= Given instruction =
Render only the records starting at the line containing "For sports analytics purposes, locate the stone pile" and ending at the line containing "[393,355,428,395]" as a two-column CSV with the header instruction,box, one row per record. Put the record's text under instruction and its answer under box, each in a single quoted field with line breaks replaced by spaces.

= Records provided =
— Start —
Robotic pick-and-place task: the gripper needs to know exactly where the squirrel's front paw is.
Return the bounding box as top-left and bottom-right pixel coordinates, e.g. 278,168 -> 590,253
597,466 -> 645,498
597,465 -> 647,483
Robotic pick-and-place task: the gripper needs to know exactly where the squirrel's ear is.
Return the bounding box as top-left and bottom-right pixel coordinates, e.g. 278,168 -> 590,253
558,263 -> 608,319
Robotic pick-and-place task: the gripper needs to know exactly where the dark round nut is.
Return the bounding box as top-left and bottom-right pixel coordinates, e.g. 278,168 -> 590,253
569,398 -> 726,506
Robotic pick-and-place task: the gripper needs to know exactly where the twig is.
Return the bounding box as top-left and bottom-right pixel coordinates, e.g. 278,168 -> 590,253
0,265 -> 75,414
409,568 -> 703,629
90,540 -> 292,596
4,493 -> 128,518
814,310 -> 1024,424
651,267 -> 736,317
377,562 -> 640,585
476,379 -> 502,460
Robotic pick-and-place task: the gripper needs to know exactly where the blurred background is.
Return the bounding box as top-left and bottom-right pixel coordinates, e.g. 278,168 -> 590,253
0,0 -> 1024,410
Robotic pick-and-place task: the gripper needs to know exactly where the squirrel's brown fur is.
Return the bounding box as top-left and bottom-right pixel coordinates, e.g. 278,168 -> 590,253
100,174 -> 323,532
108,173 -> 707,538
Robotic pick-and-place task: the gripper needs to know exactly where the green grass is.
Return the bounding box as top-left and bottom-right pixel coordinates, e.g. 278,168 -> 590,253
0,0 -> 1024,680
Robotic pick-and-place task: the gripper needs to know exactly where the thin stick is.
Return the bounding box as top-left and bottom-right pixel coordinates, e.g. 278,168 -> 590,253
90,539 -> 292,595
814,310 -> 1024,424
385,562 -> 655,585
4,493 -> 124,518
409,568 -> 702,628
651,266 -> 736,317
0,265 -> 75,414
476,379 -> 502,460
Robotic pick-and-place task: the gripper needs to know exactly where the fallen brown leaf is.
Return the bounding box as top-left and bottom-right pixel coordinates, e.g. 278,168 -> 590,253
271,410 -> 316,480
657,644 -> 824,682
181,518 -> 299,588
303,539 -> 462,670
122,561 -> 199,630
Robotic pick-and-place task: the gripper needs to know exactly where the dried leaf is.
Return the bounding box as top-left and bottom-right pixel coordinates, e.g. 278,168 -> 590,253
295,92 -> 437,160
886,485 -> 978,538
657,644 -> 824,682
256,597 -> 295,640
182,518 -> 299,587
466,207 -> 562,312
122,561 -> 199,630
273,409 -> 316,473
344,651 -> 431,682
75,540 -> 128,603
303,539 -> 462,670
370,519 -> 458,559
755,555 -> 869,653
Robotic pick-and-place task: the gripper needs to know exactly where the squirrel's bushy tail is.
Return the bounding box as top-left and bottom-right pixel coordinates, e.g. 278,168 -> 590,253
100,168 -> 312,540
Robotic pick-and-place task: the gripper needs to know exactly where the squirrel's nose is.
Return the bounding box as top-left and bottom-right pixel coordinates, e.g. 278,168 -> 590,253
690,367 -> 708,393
— End —
— Start —
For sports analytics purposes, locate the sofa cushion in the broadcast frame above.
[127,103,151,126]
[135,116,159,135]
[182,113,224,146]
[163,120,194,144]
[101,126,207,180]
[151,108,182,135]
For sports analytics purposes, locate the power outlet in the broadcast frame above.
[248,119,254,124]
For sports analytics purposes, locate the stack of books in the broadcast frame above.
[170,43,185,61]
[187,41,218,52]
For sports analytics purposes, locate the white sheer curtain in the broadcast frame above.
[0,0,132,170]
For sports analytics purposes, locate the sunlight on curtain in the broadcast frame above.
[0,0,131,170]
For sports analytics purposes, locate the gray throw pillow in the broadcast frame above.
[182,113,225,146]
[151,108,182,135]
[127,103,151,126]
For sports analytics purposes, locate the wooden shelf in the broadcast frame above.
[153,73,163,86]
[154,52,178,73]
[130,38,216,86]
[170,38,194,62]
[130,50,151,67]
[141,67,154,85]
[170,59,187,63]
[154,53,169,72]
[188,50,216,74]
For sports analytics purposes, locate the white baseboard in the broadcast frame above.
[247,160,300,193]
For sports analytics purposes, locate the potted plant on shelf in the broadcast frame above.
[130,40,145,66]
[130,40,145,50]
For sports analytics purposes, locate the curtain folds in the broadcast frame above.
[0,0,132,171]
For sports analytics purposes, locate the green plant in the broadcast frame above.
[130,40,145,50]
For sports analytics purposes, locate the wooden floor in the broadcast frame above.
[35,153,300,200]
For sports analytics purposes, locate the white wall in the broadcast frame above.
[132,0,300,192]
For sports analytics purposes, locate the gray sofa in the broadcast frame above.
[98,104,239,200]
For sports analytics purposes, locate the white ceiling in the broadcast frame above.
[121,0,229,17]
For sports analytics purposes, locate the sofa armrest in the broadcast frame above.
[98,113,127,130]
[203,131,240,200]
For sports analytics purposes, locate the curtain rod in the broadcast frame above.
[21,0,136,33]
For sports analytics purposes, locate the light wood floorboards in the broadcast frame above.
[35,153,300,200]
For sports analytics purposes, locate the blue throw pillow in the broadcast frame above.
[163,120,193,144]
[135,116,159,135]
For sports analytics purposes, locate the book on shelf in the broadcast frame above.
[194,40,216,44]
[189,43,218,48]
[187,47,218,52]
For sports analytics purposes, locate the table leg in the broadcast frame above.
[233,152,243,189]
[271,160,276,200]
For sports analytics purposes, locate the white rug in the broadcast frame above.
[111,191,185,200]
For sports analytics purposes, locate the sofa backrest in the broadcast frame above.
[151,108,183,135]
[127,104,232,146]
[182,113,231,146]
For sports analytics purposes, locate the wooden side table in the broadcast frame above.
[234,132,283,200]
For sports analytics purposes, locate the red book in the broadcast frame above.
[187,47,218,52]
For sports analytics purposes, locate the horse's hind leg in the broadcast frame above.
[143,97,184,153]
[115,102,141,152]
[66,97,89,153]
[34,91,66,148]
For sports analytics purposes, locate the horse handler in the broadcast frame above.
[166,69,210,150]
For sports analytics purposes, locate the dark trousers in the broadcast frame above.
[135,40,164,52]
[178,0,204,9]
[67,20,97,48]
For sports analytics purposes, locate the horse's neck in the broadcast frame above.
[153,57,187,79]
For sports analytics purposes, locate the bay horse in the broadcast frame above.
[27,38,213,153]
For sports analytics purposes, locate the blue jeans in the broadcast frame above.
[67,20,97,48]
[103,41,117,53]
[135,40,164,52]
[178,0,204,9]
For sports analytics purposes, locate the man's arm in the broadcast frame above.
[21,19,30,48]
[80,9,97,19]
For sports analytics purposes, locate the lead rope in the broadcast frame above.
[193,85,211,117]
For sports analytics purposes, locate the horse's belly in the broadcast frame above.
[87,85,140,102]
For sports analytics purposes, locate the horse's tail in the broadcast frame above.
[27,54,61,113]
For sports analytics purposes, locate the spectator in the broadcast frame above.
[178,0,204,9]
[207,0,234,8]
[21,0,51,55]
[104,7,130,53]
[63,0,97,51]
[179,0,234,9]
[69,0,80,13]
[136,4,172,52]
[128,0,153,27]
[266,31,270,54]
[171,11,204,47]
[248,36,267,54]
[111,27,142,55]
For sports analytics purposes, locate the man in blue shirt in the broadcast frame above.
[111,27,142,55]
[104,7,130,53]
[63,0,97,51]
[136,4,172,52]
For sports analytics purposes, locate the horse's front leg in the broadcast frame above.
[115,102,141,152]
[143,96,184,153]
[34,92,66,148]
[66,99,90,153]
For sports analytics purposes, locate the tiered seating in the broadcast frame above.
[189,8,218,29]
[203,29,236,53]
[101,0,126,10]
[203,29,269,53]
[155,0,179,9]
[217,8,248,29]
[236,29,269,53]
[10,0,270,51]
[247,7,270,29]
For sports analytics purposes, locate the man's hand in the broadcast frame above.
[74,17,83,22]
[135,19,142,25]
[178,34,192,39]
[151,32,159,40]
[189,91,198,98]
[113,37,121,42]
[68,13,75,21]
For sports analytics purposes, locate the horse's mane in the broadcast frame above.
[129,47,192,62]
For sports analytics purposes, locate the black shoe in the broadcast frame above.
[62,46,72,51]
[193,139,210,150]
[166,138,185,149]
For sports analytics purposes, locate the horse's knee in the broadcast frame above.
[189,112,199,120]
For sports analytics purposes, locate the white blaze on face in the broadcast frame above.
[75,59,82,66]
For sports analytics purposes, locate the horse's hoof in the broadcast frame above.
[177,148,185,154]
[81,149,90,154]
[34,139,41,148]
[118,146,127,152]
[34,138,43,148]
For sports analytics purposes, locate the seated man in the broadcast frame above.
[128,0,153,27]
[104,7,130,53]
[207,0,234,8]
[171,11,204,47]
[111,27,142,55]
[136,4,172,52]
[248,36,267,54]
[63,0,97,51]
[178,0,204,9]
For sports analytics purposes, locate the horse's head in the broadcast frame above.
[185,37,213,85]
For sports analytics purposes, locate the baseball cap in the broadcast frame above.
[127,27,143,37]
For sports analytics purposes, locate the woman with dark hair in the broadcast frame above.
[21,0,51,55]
— End —
— Start —
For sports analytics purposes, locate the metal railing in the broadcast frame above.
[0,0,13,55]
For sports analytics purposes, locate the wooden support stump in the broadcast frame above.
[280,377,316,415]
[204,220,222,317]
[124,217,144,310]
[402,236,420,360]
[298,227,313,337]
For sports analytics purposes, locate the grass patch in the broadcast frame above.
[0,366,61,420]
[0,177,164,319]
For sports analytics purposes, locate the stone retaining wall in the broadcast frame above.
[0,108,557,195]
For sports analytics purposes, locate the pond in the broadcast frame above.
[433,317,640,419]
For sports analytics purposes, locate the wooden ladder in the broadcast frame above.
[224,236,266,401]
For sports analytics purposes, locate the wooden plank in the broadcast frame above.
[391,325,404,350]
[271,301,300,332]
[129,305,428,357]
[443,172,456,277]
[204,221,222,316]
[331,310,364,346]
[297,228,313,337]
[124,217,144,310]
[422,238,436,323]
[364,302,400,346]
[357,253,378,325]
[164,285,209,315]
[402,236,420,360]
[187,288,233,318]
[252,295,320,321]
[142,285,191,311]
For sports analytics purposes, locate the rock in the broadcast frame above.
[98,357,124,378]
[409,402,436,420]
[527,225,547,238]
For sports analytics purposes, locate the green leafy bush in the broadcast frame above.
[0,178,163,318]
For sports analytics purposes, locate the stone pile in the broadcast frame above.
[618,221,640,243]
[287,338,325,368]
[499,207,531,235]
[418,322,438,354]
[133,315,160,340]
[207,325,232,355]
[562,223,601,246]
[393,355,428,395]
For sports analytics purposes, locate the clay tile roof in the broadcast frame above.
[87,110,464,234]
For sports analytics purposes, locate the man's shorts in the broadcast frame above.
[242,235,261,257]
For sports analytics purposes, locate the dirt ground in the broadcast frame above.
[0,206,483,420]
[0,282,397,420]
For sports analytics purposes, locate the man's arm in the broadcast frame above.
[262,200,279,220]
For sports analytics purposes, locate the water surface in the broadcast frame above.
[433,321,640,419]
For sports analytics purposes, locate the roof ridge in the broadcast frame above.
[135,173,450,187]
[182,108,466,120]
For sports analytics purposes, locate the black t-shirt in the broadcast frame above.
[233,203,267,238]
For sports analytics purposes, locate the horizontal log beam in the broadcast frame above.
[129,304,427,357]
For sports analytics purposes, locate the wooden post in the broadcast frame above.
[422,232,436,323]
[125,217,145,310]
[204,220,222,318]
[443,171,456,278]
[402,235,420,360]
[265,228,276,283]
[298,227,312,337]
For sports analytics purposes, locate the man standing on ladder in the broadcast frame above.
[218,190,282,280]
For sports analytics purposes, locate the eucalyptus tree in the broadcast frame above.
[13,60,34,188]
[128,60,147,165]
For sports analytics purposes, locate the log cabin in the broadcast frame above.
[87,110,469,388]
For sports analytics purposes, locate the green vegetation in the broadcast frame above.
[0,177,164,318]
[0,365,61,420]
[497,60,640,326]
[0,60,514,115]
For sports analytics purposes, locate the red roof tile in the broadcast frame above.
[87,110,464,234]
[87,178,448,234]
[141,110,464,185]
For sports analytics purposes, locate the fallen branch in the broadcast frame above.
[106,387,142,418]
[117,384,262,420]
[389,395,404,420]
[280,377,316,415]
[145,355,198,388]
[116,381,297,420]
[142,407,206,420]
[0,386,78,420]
— End —
= Worked solution =
instruction,box
"For sports analytics purposes, locate the stone pile in the broadcast frame above.","[618,221,640,243] [287,338,325,368] [499,207,531,235] [418,322,438,354] [133,315,160,340] [207,325,232,355] [562,223,601,246] [393,355,428,395]"